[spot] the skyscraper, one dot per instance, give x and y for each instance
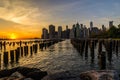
(51, 31)
(59, 32)
(110, 24)
(91, 25)
(45, 33)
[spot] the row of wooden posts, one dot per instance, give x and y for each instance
(110, 45)
(13, 56)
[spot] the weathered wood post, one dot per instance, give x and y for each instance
(31, 50)
(110, 51)
(116, 47)
(5, 58)
(99, 47)
(16, 56)
(92, 50)
(21, 51)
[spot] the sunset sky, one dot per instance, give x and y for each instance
(26, 18)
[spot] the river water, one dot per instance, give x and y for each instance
(63, 57)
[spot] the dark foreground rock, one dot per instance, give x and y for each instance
(22, 73)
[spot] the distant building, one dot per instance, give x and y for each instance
(77, 30)
(45, 33)
(103, 28)
(51, 31)
(59, 32)
(110, 24)
(91, 25)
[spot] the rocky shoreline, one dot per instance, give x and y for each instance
(24, 73)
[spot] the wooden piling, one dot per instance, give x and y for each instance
(102, 60)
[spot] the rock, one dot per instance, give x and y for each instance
(65, 75)
(99, 75)
(36, 75)
(20, 72)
++++++++++++++++++++
▸ Task details: Make an exact copy of the whole listing, but don't bring over any pictures.

▸ Answer:
[spot] the skyscraper, one dot per instance, give x and y for each instance
(51, 31)
(59, 32)
(110, 24)
(91, 25)
(45, 33)
[spot] the row of wooden posts, one dot per instance, give x and y for each instance
(110, 45)
(13, 56)
[spot] the weathered wood post, one dot per instance, give x and y for each instance
(31, 50)
(110, 51)
(116, 47)
(5, 58)
(99, 47)
(16, 56)
(92, 50)
(21, 51)
[spot] the sunset sky, one dot per instance, give x and y for each instance
(26, 18)
[spot] the river water, one dot per instance, give x and y for each instance
(63, 57)
[spot] the dark foreground rock, one dot per instance, give x and y for each instance
(22, 73)
[spot] the distant building, one dot per instance, give x and y for each instance
(77, 30)
(45, 33)
(103, 28)
(51, 31)
(59, 32)
(110, 24)
(91, 25)
[spot] the rocky shoreline, one dot per instance, give x and y for each instance
(24, 73)
[spot] the wooden piling, one dot per instance, give x and y for each instance
(102, 60)
[spot] the rock, one dot per instance, give x and y for each instance
(65, 75)
(99, 75)
(36, 75)
(20, 72)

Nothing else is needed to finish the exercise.